TEXT SECTION

● ● ● ● ●

Spring Reading for March 2015

Sunlight and Shadow, Winslow Homer (c. 1872).

Arriving at Amen: Seven Catholic Prayers That Even I Can Offer. Leah Libresco (Notre Dame, Indiana: Ave Maria Press, 2015) 192 pages; $12.12. (Reviewed by Fr. David C. Paternostro, SJ)


Master Thomas Aquinas and the Fullness of Life. John F. Boyle with a Foreword by Philipp W. Rosemann (South Bend, Indiana: St Augustine’s Press, 2014) 85 pages; $14.00.  ISBN: 978-1-58731-493-3. (Reviewed by Fr. David Vincent Meconi, SJ)


On Human Life (Humanae Vitae). Pope Paul VI with a Foreword by Mary Eberstadt, Afterword by James Hitchcock, and Postscript by Jennifer Fulwiler (Ignatius Press: San Francisco, 2014) 111 pages; ISBN 978-1-62164-001-1. (Reviewed by Allison LeDoux)


The Romance of Religion: Fighting for Goodness, Truth, and Beauty. Dwight Longenecker (Nashville, Tennessee: W Publishing Group, 2014) 222 pages; paperback, $12.99. (Reviewed by Roseanne T. Sullivan)


Arriving at Amen: Seven Catholic Prayers That Even I Can Offer. Leah Libresco (Notre Dame, IN: Ave Maria Press, 2015) 192 pages; $12.12.

● ● ● ● ●

STORED ROWS

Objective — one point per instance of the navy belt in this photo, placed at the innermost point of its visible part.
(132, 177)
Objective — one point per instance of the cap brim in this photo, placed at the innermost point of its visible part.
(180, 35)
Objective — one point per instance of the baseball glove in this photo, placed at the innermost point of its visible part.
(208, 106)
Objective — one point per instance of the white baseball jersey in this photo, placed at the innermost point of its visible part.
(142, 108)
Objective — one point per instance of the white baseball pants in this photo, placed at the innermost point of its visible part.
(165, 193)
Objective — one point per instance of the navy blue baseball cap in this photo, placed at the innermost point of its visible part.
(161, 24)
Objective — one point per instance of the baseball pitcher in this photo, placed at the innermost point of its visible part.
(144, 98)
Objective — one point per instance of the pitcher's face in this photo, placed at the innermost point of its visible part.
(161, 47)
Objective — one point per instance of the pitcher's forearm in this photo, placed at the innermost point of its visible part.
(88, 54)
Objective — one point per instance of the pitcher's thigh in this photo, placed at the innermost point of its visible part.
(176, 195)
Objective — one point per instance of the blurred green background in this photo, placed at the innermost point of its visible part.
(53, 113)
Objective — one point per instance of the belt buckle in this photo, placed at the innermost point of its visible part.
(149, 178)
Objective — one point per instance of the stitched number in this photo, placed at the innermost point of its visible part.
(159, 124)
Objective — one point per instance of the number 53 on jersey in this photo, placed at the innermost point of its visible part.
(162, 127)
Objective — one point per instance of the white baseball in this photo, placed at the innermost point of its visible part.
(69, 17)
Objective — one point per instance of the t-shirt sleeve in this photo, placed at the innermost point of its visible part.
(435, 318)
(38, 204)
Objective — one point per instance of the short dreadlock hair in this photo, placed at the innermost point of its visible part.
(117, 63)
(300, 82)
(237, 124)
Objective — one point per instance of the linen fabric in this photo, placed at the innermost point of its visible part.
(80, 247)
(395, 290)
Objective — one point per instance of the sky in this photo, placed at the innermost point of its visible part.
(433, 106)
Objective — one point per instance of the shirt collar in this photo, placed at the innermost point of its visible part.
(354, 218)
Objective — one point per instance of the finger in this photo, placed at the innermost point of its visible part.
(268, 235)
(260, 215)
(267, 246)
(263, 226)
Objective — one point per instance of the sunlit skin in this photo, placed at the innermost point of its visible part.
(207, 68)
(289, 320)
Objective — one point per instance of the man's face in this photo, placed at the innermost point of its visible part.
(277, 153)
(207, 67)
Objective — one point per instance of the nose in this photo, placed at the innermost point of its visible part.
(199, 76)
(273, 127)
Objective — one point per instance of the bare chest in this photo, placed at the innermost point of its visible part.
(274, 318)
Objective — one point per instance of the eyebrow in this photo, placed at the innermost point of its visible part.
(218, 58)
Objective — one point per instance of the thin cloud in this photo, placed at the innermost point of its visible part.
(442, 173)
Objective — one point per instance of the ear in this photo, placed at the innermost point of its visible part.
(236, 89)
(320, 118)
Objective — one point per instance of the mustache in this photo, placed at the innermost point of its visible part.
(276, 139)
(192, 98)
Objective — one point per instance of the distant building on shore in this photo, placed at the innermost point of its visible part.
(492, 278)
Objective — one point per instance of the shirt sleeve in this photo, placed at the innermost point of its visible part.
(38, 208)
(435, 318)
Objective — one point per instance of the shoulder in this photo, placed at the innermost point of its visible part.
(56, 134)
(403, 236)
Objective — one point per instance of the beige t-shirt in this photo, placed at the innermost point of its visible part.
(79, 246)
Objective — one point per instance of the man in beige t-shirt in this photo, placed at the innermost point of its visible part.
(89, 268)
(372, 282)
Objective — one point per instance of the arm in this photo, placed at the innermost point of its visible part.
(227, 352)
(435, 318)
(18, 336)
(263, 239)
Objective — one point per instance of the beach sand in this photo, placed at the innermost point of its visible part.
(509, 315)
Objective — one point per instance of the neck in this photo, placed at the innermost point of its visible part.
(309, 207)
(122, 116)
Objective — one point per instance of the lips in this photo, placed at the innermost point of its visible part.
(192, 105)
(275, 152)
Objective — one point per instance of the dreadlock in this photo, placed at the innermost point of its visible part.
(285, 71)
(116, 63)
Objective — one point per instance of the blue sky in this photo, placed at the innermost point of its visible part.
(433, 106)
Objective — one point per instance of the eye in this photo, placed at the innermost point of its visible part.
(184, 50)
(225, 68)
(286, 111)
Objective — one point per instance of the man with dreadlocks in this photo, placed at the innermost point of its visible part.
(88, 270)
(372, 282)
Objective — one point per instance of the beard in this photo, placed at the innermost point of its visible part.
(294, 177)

● ● ● ● ●

TASK BRIEF
Write the next part of the March 2015 spring reading list, picking up right after its final line.

TASK OUTPUT
Much has been said over the last 15 years or so about the growing trend of secularization, and how to address unbelief, especially among younger people. However, after the questions of God and organized religion have been settled, there is still another issue to settle: what next? If apologetics, good example, and general patience can cultivate within a person a basic openness to God, what happens when God actually enters into that openness? How does the person now respond to God? As is regularly observed, Christianity is not about an idea, but a person. What is needed, then, is not mere intellectual assent, but a relationship. In her book Arriving at Amen: Seven Catholic Prayers That Even I Can Offer, Leah Libresco—a blogger on Patheos’s Catholic Channel and atheist-to-Catholic convert—draws upon her own experiences making that first step into a relationship with God, and maps out one possible model for others discovering faith for the first time to do the same.

Cardinal Newman took as his motto Cor ad cor loquitur—heart speaks to heart. He recognized that genuine conversion is ultimately a meeting of hearts. In the introduction to her book, Libresco speaks of her own conversion, which, in some ways, was an enactment of Newman’s demonstration from morality of God’s existence (likely made more popular by its inclusion at the outset of C.S. Lewis’s Mere Christianity). Having a strong sense of moral obligation even from a young age—to the point of wanting to grow up to be like Les Miserables’s Inspector Javert—Libresco regularly considered the question of how to ground her moral convictions while still holding fast to atheism. Eventually, she was debating the point with a Lutheran friend in college and, pressed for an answer, rebutted “I don’t know, I guess morality just loves me or something” (p. xxviii). By her own account, she was as surprised as anyone by her remark. With this, she began to view morality not simply as a formula or concept, but a thing with agency—using that agency to love her, no less. With this, the sparks of the relationship began.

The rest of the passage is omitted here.